At this level, the Logical Levels model allows very few beliefs. These are most often largely non-conscious beliefs. As with a physical inverted triangle structure, shifts in beliefs at the bottom create bigger shifts in all of the levels above. Van did not start out exploring spirituality early on but found that psychological processes with a spiritual element were the only ones that seemed to have lasting effects. He had a belief that if someone pursues psychology far enough, they reach the limits of science and even possibilities. He had a desire to go beyond. Van’s spiritual beliefs evolved rapidly over the last fifteen years or so through a progression of practices and teachers. For many years he had been meditating and recommended meditation as a useful practice. In the mid-late 2000s, Van came across Oneness which had a big impact on him. For the last several years, he was practicing Sri Vidya with Stuart Mooney. Somewhere during his Oneness practices, Van came to believe we are one with each other and one with the Divine. That belief is almost unfathomably complex in its simplicity and expresses itself in seemingly infinite variations. Van so enjoyed exploring this area and sharing his many discoveries.

Key Takeaways

The model above does an injustice to Van’s complexity – but the model is meant as a representation – a re-presentation for a more limited purpose. For another limited purpose, let’s focus Van’s myriad useful ideas into a few overarching principles. The list looks something like this –

Responsibility – This is the single most fundamental aspect of becoming a creative or generative person, let alone a successful trader. Victims dwell on the lower levels of Hawkins’s scale of consciousness. They accept no responsibility but blame others or circumstances. Accepting increasing amounts of responsibility allows people to rise through the levels.

• [Prompt]: From the passage above about Van's beliefs, extract the text from "Responsibility – This is" up to and including "through the levels." without changing a word.

• [Data supplied]:
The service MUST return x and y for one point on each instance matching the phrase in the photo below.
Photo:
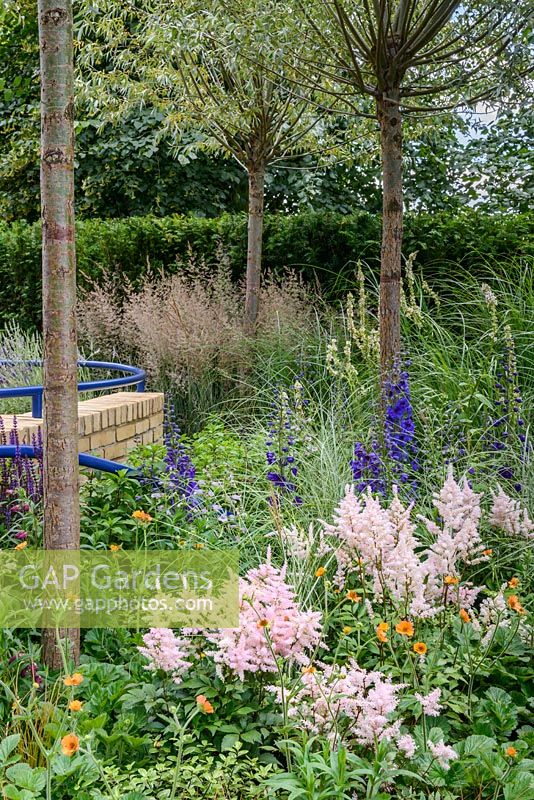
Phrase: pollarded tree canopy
(459, 52)
(231, 69)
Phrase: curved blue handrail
(85, 460)
(134, 377)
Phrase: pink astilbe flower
(442, 753)
(508, 515)
(430, 702)
(365, 533)
(380, 542)
(346, 702)
(167, 652)
(457, 539)
(403, 572)
(406, 745)
(271, 626)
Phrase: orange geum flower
(381, 632)
(515, 605)
(70, 744)
(404, 627)
(73, 680)
(204, 704)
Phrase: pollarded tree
(60, 451)
(409, 57)
(228, 68)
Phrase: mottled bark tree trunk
(256, 192)
(60, 464)
(389, 117)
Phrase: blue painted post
(37, 405)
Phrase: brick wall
(109, 426)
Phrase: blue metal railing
(134, 377)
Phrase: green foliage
(323, 247)
(234, 776)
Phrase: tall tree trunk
(256, 193)
(60, 463)
(389, 117)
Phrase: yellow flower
(404, 627)
(142, 516)
(73, 680)
(381, 631)
(70, 744)
(204, 704)
(515, 605)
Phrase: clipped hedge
(323, 246)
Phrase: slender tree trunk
(256, 193)
(60, 465)
(389, 116)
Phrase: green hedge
(323, 246)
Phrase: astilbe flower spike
(457, 538)
(166, 652)
(508, 515)
(345, 702)
(271, 626)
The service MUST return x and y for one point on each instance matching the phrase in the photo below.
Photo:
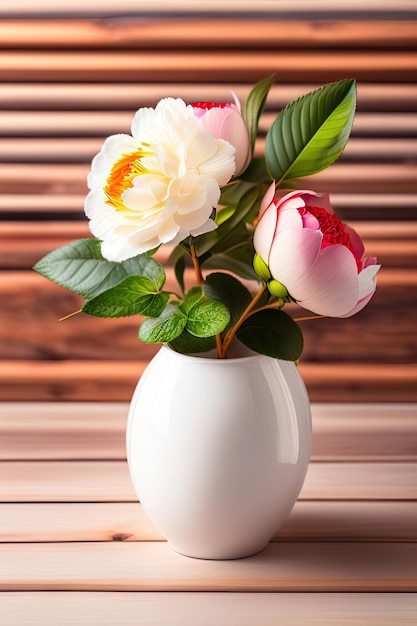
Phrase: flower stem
(232, 332)
(196, 264)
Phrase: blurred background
(71, 73)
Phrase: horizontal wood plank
(83, 149)
(109, 481)
(102, 96)
(249, 66)
(309, 521)
(208, 33)
(218, 7)
(208, 609)
(96, 431)
(99, 124)
(72, 178)
(142, 566)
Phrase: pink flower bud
(224, 121)
(313, 254)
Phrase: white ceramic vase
(218, 450)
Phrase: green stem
(232, 332)
(196, 264)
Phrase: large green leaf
(190, 344)
(274, 333)
(207, 318)
(230, 291)
(80, 267)
(164, 328)
(133, 296)
(255, 104)
(311, 132)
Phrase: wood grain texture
(207, 33)
(101, 96)
(318, 520)
(146, 566)
(109, 481)
(209, 609)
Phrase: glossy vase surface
(218, 450)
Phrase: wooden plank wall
(66, 82)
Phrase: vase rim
(204, 356)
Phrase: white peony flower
(159, 184)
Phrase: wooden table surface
(76, 548)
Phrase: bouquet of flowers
(187, 177)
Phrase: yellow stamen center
(121, 176)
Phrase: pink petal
(293, 254)
(322, 201)
(267, 199)
(356, 242)
(332, 286)
(265, 231)
(289, 217)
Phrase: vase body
(218, 450)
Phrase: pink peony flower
(318, 259)
(224, 121)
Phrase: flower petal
(292, 255)
(332, 286)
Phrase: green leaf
(207, 318)
(80, 267)
(274, 333)
(311, 132)
(192, 297)
(135, 295)
(164, 328)
(190, 344)
(230, 291)
(255, 104)
(179, 271)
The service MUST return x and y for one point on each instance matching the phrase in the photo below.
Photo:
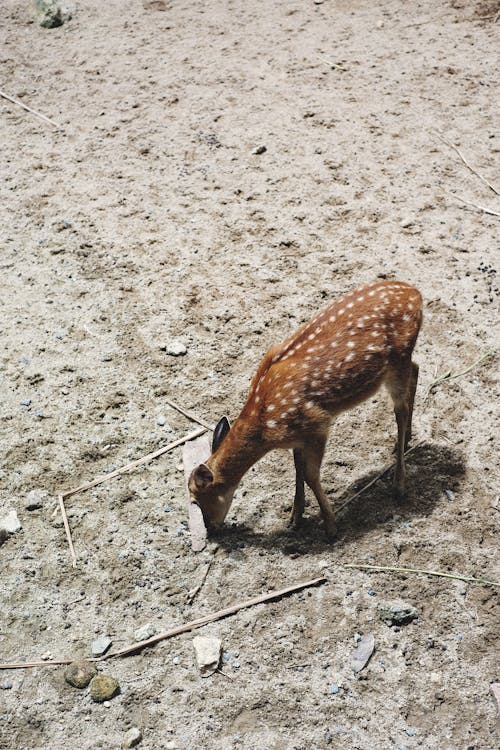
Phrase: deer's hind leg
(401, 383)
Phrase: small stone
(103, 688)
(144, 632)
(35, 499)
(175, 348)
(362, 653)
(396, 612)
(208, 652)
(100, 645)
(10, 523)
(80, 673)
(52, 13)
(132, 738)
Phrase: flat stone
(208, 652)
(10, 523)
(362, 653)
(103, 688)
(397, 612)
(100, 645)
(175, 348)
(132, 738)
(144, 632)
(80, 673)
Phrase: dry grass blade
(67, 529)
(454, 375)
(135, 464)
(420, 571)
(29, 109)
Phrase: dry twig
(68, 530)
(193, 625)
(138, 462)
(390, 569)
(467, 164)
(28, 109)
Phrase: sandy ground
(147, 218)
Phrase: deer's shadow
(431, 469)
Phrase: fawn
(334, 362)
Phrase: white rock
(144, 632)
(10, 523)
(208, 651)
(175, 348)
(132, 738)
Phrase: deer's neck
(240, 449)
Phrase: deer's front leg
(299, 499)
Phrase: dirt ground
(148, 217)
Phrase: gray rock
(103, 688)
(362, 653)
(397, 612)
(132, 738)
(80, 673)
(35, 499)
(100, 645)
(208, 652)
(175, 348)
(10, 523)
(145, 632)
(52, 13)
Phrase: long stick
(138, 462)
(28, 109)
(375, 479)
(189, 414)
(217, 616)
(181, 628)
(390, 569)
(68, 530)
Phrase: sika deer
(332, 363)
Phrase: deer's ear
(202, 476)
(220, 432)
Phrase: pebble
(35, 499)
(396, 612)
(80, 673)
(175, 348)
(103, 688)
(362, 653)
(132, 738)
(10, 523)
(100, 645)
(144, 632)
(208, 652)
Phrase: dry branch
(67, 529)
(138, 462)
(193, 625)
(390, 569)
(28, 109)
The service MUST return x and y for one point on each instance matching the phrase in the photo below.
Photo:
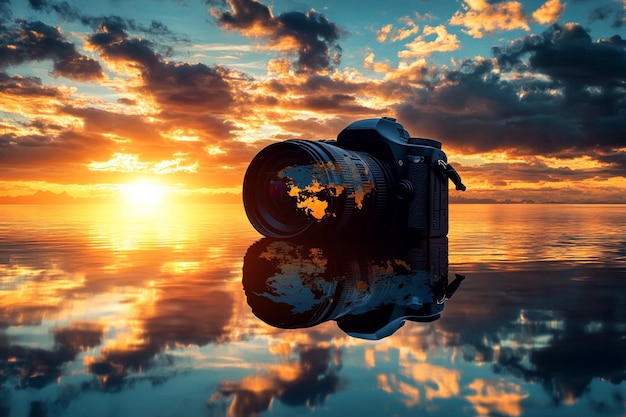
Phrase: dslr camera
(374, 180)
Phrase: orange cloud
(549, 12)
(483, 18)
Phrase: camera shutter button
(405, 190)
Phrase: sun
(144, 193)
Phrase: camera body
(373, 180)
(419, 187)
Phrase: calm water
(113, 311)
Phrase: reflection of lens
(299, 187)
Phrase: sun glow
(144, 193)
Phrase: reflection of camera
(368, 289)
(374, 179)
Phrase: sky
(169, 100)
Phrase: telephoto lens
(301, 188)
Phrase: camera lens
(305, 188)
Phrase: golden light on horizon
(144, 192)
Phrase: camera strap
(451, 173)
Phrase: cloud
(36, 41)
(549, 12)
(421, 47)
(558, 94)
(311, 36)
(485, 18)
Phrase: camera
(374, 180)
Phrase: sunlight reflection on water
(111, 310)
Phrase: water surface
(139, 311)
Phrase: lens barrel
(301, 188)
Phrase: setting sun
(144, 193)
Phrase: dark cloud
(190, 88)
(568, 54)
(486, 105)
(36, 41)
(309, 35)
(70, 13)
(608, 12)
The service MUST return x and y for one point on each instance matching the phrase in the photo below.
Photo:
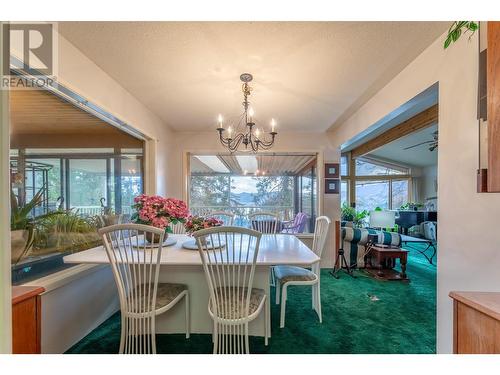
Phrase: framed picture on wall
(332, 170)
(332, 186)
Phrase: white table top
(274, 250)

• [Task response]:
Responsibility – This is the single most fundamental aspect of becoming a creative or generative person, let alone a successful trader. Victims dwell on the lower levels of Hawkins’s scale of consciousness. They accept no responsibility but blame others or circumstances. Accepting increasing amounts of responsibility allows people to rise through the levels.